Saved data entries
____

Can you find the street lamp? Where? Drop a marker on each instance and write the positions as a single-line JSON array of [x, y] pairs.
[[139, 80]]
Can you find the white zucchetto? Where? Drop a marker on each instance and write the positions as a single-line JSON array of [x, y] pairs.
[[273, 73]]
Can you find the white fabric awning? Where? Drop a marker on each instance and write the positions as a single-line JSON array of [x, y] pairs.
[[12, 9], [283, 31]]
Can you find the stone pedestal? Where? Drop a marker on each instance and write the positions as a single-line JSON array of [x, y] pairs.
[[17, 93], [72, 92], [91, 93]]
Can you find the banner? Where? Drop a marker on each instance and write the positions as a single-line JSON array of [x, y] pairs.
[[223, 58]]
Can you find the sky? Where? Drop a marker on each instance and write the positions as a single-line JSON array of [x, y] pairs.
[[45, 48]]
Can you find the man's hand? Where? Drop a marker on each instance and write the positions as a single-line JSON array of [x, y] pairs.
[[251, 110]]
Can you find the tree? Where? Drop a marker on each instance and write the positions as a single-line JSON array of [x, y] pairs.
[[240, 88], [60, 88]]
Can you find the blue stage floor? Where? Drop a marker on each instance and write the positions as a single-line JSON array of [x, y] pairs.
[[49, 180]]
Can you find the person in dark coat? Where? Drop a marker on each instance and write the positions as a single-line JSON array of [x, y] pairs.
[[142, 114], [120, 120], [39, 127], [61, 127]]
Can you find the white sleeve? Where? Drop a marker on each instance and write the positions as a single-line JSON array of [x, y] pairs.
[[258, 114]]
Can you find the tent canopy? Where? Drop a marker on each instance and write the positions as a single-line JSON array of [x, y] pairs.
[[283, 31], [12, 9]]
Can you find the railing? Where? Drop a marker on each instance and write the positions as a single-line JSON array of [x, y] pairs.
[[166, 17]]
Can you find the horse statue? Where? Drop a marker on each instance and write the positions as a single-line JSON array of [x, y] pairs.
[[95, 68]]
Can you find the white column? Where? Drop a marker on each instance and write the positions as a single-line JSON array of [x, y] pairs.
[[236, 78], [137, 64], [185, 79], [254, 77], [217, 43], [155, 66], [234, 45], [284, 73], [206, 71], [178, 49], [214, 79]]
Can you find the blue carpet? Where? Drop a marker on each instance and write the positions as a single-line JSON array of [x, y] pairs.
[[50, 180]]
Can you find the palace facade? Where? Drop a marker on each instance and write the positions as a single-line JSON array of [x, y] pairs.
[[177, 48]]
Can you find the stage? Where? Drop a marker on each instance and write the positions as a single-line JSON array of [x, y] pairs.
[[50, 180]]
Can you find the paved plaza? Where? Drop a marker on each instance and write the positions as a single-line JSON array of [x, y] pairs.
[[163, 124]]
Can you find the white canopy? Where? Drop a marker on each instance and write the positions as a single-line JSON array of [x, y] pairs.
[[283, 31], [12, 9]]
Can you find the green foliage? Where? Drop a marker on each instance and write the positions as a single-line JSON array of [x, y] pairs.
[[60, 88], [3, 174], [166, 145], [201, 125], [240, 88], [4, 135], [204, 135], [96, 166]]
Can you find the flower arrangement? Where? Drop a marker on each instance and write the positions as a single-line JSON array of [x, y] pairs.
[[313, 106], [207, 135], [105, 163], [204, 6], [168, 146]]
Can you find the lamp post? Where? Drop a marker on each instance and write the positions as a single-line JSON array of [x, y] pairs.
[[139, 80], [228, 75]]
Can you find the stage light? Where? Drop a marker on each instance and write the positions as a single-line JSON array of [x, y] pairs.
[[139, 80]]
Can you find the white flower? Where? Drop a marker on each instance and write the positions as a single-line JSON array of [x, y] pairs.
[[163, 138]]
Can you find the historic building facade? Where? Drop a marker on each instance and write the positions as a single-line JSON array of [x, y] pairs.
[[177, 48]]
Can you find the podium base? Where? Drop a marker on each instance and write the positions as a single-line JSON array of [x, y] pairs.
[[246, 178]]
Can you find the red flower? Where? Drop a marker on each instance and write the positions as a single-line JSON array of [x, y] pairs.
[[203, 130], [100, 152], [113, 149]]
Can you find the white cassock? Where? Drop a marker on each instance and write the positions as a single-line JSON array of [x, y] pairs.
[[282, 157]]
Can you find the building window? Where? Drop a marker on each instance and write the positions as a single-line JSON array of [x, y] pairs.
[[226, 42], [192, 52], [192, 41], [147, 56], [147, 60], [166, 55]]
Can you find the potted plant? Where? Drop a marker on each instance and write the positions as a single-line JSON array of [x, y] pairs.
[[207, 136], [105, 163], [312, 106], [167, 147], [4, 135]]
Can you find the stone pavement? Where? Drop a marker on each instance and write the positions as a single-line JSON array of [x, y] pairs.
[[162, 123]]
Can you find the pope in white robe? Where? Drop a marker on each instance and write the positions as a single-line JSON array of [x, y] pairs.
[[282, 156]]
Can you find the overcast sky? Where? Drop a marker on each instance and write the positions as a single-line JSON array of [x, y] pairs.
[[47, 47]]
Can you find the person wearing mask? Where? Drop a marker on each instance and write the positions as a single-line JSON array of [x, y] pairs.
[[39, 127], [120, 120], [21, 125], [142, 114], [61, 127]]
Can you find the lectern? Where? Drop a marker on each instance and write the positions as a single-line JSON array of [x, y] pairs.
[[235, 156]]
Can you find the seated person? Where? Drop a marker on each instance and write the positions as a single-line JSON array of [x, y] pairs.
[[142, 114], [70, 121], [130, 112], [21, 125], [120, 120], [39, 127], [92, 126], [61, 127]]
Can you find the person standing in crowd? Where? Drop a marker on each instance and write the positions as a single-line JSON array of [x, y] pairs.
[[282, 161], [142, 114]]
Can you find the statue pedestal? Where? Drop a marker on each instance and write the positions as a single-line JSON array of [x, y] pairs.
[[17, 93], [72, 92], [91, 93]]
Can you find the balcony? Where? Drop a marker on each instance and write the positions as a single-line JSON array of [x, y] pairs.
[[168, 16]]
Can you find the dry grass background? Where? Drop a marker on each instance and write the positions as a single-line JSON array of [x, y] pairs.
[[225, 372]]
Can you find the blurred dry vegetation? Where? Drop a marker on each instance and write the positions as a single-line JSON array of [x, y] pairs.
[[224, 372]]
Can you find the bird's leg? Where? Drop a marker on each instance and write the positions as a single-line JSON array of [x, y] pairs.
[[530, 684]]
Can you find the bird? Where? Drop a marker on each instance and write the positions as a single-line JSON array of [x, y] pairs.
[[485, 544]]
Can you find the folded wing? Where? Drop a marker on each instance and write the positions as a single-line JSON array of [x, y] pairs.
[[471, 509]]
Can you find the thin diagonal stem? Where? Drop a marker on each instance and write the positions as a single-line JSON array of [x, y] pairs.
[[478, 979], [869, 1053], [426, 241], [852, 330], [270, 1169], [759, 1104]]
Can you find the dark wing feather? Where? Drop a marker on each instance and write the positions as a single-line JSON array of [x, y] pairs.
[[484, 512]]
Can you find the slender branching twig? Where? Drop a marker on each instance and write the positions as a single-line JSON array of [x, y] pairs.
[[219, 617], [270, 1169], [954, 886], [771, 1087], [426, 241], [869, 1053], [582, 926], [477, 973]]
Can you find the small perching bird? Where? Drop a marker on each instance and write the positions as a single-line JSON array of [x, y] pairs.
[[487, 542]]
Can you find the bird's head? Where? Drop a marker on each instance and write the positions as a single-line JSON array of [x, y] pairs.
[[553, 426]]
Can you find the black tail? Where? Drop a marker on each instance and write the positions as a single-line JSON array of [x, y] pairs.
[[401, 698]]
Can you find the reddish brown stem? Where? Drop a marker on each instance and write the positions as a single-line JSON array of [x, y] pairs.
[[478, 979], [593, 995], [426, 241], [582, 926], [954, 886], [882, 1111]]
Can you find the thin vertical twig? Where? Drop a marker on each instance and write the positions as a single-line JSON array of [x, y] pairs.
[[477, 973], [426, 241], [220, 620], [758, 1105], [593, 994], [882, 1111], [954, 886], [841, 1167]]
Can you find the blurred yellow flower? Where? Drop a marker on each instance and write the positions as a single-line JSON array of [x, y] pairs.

____

• Problem statement
Write out exactly the lines starting with the one that holds "Can you find the thin diagonal" and running through the last line above.

• Result
Can you find the thin diagonal stem? Where? Drop a marker on each instance and write the positions as a single-line JSON array of [x, y] pairs.
[[478, 979], [869, 1053], [426, 241], [852, 330], [270, 1169], [759, 1104]]
Can you find the dark wing feather? Where? Drop a marker on each instance and write the positions as a single-line JSON array of [x, y] pairs.
[[484, 512]]
Can you find the slender branching twig? Where? Drop a marker on each instance and write the positions as a single-line JSON array of [x, y] pairs.
[[219, 617], [270, 1169], [954, 886], [771, 1087], [426, 241], [869, 1053], [582, 926], [477, 973]]
Can you find the small perching bird? Where? Drop a marker on each instance and write the positions as a single-line JSON array of [x, y] pairs.
[[487, 542]]
Can you find the bird's head? Where? Drop a marker on each instance and write the positions as a single-line JSON array of [x, y] pairs.
[[553, 426]]
Can you find the black tail? Where? Drop a marker on each instance and write the positions as a single-line JSON array of [x, y] pairs.
[[401, 698]]
Can you find the reddish brown stem? Where? Drop a marker on each instance and write the positions as a single-line JSON array of [x, y] pairs.
[[478, 979], [593, 995], [426, 241], [582, 926], [954, 886], [882, 1111]]
Can you find the thin vertical twig? Where? Drop a marker on each instance and write the positions as a single-line JSON array of [x, y] pairs.
[[477, 973], [426, 241], [220, 620], [758, 1105], [593, 994], [882, 1111], [954, 886], [841, 1167]]
Can you find the blurred yellow flower? Where? Drop a marker on each instance and write the positions as a single-line JSON array of [x, y] pairs.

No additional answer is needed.